Recorded information.
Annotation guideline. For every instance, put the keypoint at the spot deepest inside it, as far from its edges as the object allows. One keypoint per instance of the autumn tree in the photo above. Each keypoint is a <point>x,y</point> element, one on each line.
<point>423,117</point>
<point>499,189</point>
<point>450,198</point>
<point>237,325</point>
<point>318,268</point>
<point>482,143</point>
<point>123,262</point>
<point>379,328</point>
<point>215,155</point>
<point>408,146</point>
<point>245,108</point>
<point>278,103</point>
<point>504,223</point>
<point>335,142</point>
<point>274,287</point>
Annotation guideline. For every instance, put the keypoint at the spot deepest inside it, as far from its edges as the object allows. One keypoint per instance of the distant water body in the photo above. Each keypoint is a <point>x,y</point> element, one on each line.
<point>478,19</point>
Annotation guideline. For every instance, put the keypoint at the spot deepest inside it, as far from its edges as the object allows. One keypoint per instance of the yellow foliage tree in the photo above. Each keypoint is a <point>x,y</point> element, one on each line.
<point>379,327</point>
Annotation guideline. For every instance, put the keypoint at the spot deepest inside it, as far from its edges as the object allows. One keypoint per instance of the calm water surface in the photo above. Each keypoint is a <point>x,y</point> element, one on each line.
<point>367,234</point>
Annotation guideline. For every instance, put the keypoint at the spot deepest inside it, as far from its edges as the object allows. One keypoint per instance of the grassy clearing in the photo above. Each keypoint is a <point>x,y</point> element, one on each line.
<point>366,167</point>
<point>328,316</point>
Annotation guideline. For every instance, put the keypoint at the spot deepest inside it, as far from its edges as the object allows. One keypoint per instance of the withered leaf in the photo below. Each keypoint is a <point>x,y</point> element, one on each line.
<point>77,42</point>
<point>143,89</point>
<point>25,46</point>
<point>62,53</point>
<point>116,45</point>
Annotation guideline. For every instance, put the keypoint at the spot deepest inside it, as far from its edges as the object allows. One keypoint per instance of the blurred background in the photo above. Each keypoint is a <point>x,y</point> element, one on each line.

What you should do. Copy out every one of the entries above word for word, keeping each on its own line.

The solution.
Annotation guideline. For every instance, put the keypoint at the spot deepest inside it, as far from its edges as the object allows. One keypoint per instance of the autumn tree in the photo above. Each keypoint is a <point>x,y</point> element, one on each line.
<point>423,117</point>
<point>499,189</point>
<point>450,198</point>
<point>237,325</point>
<point>318,268</point>
<point>482,143</point>
<point>123,262</point>
<point>379,328</point>
<point>215,155</point>
<point>408,146</point>
<point>245,108</point>
<point>278,103</point>
<point>504,223</point>
<point>335,142</point>
<point>274,287</point>
Annotation guideline. For every instance, put the keypoint at the spot deepest inside it, as far from its edges as the object allows. One keypoint per instance of the distant water body in the photo above. Each keypoint is a <point>x,y</point> element, one on each line.
<point>478,19</point>
Annotation guideline. For every instance, put the keypoint at the spot deepest inside it, as far from its edges as the object allows. One keypoint per instance of the yellow foliage tree in the photo above. Each keypoint is a <point>x,y</point> element, one on each line.
<point>379,327</point>
Annotation guideline. For every instance, put the keypoint at the spot deepest inside it, as far from its edges as the object allows. One keypoint per instance of the calm water surface in the photo above. Each keypoint is a <point>x,y</point> element, one on each line.
<point>367,234</point>
Annotation guideline. For every instance, put the keypoint at the spot deepest inside it, as far from its edges as the object allows. One keypoint per instance of the grassy clearing in the photo above. Each keypoint is a <point>x,y</point> element, one on each line.
<point>366,167</point>
<point>328,316</point>
Annotation guideline. For every instance, put the keypoint at the spot deepest inside it, as far from its edges as the object allows. One keypoint per instance of the withered leaf in the photo below. Each keypoint is a <point>x,y</point> element, one on each line.
<point>77,42</point>
<point>143,89</point>
<point>25,46</point>
<point>62,53</point>
<point>116,45</point>
Annotation guideline. For every instance, put the keypoint at the spot deepest inside it, as far from its edges as the object allows. One keypoint per instance of the blurred background in the photo above. Each keypoint is a <point>x,y</point> element, one on each line.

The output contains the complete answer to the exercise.